> [Halaman]:
^^^^

TENTANG TAKARAN, DULU DAN SEKARANG 
Oleh:
M. Afif Yuniarto, S.H.I., M.Ag 


Di masa Rasulullah Saw., terdapat dua satuan takaran yang populer, yaitu "sha'" dan "mud". Gambar takarannya kurang lebih sama dengan gambar di bawah ini. Sebenarnya, selain dua satuan takaran tersebut, masih ada 6 lagi satuan takaran yang digunakan pada masa tersebut, yaitu faraq, qisth, mudyu, makhtum, qafiz, dan makkuk. Saat itu belum dikenal satuan takaran seperti liter di zaman sekarang.
Orang-orang Arab ketika itu menggunakan sha' sebagai satuan takaran dalam aktivitas jual beli. Kalau di kira-kira, 1 sha' ketika itu sama dengan 4 genggaman tangan seorang laki-laki ideal.
Oleh sebab satuan takaran yang dikenal ketika itu adalah sha' dan mud, maka pembayaran dalam masalah ibadah juga menggunakan satuan tersebut. Misalnya dalam hal pembayaran zakat fitrah untuk satu orang sebanyak 1 sha'.
Masalahnya, takaran sha' pada masa sekarang kurang begitu populer. Bahkan mungkin sudah tidak pernah digunakan (setidaknya yang saya tahu di Indonesia). Namun ini tidak boleh jadi alasan bahwa kita sekarang tidak perlu bayar zakat fitrah. Zakat fitrah harus tetap dibayar karena ia adalah salah satu pondasi rukun Islam. Nah, untuk mengatasi masalah ini, para ulama berusaha melakukan kontekstualisasi dengan cara mengkonversi sha' yang merupakan satuan takaran ke dalam satuan timbangan kilogram, mengingat orang sekarang lebih familiar dengan satuan timbangan tersebut.

^^^^

> [Data yang Diberikan]:
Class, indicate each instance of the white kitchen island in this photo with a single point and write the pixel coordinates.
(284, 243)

^^^^

> [Yang Harus Dikerjakan]: Bisakah Anda menuliskan ulang secara persis bagian dari teks tentang takaran, mulai dari kata-kata yang memuat "Di masa Rasulullah" dan berhenti setelah "seorang laki-laki ideal."?

> [Jawaban Latihan]:
Di masa Rasulullah Saw., terdapat dua satuan takaran yang populer, yaitu "sha'" dan "mud". Gambar takarannya kurang lebih sama dengan gambar di bawah ini. Sebenarnya, selain dua satuan takaran tersebut, masih ada 6 lagi satuan takaran yang digunakan pada masa tersebut, yaitu faraq, qisth, mudyu, makhtum, qafiz, dan makkuk. Saat itu belum dikenal satuan takaran seperti liter di zaman sekarang.
Orang-orang Arab ketika itu menggunakan sha' sebagai satuan takaran dalam aktivitas jual beli. Kalau di kira-kira, 1 sha' ketika itu sama dengan 4 genggaman tangan seorang laki-laki ideal.